Start of SUPPLIED MATERIAL
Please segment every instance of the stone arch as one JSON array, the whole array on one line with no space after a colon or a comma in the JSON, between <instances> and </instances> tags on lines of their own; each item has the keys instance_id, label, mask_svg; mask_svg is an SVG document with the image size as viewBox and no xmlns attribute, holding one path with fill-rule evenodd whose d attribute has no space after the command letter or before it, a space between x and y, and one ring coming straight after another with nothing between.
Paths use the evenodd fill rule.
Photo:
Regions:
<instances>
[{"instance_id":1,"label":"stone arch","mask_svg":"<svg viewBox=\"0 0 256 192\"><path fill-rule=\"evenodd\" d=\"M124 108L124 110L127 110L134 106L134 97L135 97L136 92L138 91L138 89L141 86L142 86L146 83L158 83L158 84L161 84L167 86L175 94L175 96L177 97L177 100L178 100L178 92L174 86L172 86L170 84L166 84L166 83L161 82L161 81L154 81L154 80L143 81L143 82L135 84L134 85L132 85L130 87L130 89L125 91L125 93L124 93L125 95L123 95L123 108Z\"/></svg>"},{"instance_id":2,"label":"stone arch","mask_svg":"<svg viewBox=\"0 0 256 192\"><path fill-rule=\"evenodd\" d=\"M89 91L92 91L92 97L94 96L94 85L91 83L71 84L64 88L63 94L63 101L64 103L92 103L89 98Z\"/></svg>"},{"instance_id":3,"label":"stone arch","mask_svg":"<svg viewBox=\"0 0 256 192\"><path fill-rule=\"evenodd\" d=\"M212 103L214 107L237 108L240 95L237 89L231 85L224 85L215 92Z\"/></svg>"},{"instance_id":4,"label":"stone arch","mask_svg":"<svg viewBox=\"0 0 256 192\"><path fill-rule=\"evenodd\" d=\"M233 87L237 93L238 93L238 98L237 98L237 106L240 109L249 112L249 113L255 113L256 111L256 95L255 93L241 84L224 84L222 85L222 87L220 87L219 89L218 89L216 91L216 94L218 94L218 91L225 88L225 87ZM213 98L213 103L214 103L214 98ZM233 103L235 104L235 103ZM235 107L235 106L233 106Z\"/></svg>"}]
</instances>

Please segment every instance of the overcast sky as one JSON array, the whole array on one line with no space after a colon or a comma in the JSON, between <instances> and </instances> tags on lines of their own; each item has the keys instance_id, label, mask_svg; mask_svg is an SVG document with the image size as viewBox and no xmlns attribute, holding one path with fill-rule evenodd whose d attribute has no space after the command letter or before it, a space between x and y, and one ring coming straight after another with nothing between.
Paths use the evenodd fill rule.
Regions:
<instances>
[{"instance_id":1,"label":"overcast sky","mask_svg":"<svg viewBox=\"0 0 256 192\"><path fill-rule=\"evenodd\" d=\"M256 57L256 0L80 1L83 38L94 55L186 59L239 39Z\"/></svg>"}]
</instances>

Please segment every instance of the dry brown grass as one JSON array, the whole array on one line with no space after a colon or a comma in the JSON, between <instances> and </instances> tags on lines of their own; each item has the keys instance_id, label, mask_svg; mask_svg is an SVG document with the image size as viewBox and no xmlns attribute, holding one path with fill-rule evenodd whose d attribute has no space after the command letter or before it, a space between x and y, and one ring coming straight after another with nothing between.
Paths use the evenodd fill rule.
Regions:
End of SUPPLIED MATERIAL
◆ TO DO: Please write out again the lines from the one containing "Please segment every instance of the overcast" through the last line, swapping "Regions" for "Areas" and leaving everything else as it stands.

◆ TASK ANSWER:
Please segment every instance of the overcast sky as one JSON array, the whole array on one line with no space after a colon or a comma in the JSON, between <instances> and </instances> tags on lines of their own; each item has the keys instance_id, label, mask_svg; mask_svg is an SVG document with the image size as viewBox and no xmlns attribute, holding one path with fill-rule evenodd whose d attribute has no space after the command letter or before it, a space between x and y, and one ring coming straight after another with nothing between.
Paths use the evenodd fill rule.
Areas:
<instances>
[{"instance_id":1,"label":"overcast sky","mask_svg":"<svg viewBox=\"0 0 256 192\"><path fill-rule=\"evenodd\" d=\"M256 57L256 0L80 1L83 38L94 55L186 59L239 39Z\"/></svg>"}]
</instances>

Please segment every instance of the dry brown grass as one JSON array, the whole array on one line with no space after a colon or a comma in the JSON, between <instances> and </instances> tags on lines of their own; each item has the keys instance_id, label, mask_svg; mask_svg is an SVG document with the image size as viewBox and no xmlns attribute, holding one path with fill-rule evenodd whose d attribute has no space after the command letter or before it, a space between x and y, and one ring coming straight after another with nothing between.
Paths use the evenodd fill rule.
Areas:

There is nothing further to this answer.